Problem description
Your answer must be the records below repeated word for word, with no pictures in it.

Data supplied
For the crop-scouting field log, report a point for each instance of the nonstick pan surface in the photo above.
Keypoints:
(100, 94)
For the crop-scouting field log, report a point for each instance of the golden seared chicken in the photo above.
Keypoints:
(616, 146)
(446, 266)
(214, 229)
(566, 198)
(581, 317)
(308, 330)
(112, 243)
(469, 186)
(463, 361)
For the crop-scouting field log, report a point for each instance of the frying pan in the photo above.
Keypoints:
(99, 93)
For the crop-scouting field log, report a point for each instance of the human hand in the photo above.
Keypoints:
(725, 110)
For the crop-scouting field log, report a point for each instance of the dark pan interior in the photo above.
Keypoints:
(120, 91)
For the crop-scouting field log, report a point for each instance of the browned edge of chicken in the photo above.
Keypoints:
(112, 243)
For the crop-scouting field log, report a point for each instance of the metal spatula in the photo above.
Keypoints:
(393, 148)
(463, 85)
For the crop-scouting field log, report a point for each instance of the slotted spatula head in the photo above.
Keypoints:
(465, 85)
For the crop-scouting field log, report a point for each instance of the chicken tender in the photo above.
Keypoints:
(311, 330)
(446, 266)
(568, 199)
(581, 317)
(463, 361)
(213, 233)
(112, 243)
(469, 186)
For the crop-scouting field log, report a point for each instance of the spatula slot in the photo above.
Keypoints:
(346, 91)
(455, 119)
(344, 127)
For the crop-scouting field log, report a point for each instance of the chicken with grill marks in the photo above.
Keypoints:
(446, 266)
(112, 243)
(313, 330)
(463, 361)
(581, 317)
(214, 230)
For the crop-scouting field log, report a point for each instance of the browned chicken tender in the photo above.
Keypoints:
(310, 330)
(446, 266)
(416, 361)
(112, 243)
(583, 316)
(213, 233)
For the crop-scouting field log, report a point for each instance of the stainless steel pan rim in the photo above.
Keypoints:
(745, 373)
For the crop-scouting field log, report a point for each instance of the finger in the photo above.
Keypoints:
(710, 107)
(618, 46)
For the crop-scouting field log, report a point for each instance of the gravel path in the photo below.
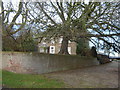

Solution
For the crop-scouting field log, report a point for each instance of the nonstick pan surface in the photo above.
Keypoints:
(100, 94)
For the crop-scouting field log, report a point for each instance of the golden seared chicken in the photo above.
Keypoints:
(616, 146)
(446, 266)
(214, 229)
(566, 198)
(581, 317)
(308, 330)
(112, 243)
(469, 186)
(463, 361)
For the crop-scouting field log, report a point for each instance of the frying pan in the photo above.
Keypoints:
(99, 93)
For the crop-scouting field log, report a point for each instance of the human hand in the photo above.
Keypoints:
(725, 110)
For the crop-scouting field log, report a point for each instance of the dark pan interior in the photo above.
Keypoints:
(120, 91)
For the crop-scouting field log, report a point for each instance of the browned edge of chicken in the photo above.
Keypoints:
(112, 243)
For the crop-scouting field log, report a point for each instance of the metal spatula in the photo above.
Keypoints:
(393, 148)
(463, 85)
For the crop-scouting field log, report a point for each instance of the slotted spatula head in the photo above.
Keypoints:
(465, 85)
For the crop-scouting field log, report a point for each instance of the chicken tender in the photo above.
Keypoints:
(311, 330)
(446, 266)
(568, 199)
(581, 317)
(463, 361)
(213, 233)
(112, 243)
(469, 186)
For the crop-scouting field log, report a point for each instance of the spatula slot in the photo above.
Keypoints:
(346, 91)
(455, 119)
(344, 127)
For the crop-scouting field log, report a point for each instance of the chicken with grill marks in the photo above.
Keypoints:
(446, 266)
(112, 243)
(313, 330)
(463, 361)
(581, 317)
(214, 230)
For the crop-scouting field log, report a point for each instance of the browned chicken tender in the photo above.
Keypoints:
(310, 330)
(446, 266)
(416, 361)
(112, 243)
(583, 316)
(213, 233)
For the crop-scouting field log, report a point for each instance of the stainless steel pan rim in the photo above.
Keypoints:
(745, 373)
For the crop-scouting field log, report a point for each instance of the finger in the photo above.
Keypoints:
(710, 107)
(618, 46)
For the crop-scouting field log, report a point for each instance of the gravel path in the photo below.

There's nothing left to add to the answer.